[Passage to read]
========================================================================

Everything OpenAI Launched at DevDay

A real-time API, prompt caching, higher rate limits, model distillation tools, and more

September 30, 2024 · Updated January 28, 2026

Was this newsletter forwarded to you? Sign up to get it in your inbox.

I’m at OpenAI’s developer conference, DevDay, today in San Francisco. Here’s what I saw.

The big news is that the company launched a Realtime API that promises to allow anyone to build functionality similar to ChatGPT’s Advanced Voice Mode within their own app. Paired with their new model o1, released a few weeks ago, OpenAI is creating an new way to build software.

o1 can prototype anything you have in your head in minutes rather than months. And the Realtime API enables developers to build software with a novel interface—life-like voice conversations—that was previously only the domain of science fiction.

OpenAI also announced the following:

An increase of the API rate limits on the o1 model equal to that of GPT-4o (10,000 requests per minute)

========================================================================

[Extracted data]
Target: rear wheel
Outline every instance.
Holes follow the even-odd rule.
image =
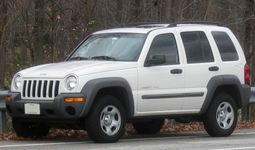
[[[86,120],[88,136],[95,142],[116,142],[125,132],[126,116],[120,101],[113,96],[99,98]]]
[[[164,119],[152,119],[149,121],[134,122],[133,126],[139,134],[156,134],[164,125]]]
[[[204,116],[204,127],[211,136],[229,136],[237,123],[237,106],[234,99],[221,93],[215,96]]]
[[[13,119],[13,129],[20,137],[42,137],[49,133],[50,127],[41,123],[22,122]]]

========================================================================

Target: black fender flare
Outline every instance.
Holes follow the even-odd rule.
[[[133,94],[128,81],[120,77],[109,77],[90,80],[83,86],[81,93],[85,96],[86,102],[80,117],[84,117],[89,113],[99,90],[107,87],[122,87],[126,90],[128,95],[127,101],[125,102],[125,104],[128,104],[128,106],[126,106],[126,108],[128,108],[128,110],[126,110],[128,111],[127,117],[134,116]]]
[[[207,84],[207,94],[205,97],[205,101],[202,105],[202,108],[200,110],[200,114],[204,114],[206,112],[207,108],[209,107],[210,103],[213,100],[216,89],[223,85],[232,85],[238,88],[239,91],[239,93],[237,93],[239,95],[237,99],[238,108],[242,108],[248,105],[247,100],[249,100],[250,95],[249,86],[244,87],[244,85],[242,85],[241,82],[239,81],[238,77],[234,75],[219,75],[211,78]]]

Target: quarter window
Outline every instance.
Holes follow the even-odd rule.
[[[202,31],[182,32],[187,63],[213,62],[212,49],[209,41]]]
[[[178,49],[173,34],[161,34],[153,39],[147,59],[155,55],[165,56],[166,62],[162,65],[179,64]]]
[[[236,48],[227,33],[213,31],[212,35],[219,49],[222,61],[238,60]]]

========================================================================

[Using the information]
**1)** According to the DevDay article, why does pairing the Realtime API with o1 give OpenAI a new way to build software? Answer in one to three sentences.
**2)** Return the part of the DevDay article that opens with the words containing "Was this newsletter" and closes with "what I saw.", copied without any change.
The entries are separate from the DevDay article.

[Outputs by task]
**1)** o1 can prototype anything a person has in mind in minutes rather than months. The Realtime API lets developers build software with a new interface, life-like voice conversations, that was previously found only in science fiction.

**2)**
Was this newsletter forwarded to you? Sign up to get it in your inbox.

I’m at OpenAI’s developer conference, DevDay, today in San Francisco. Here’s what I saw.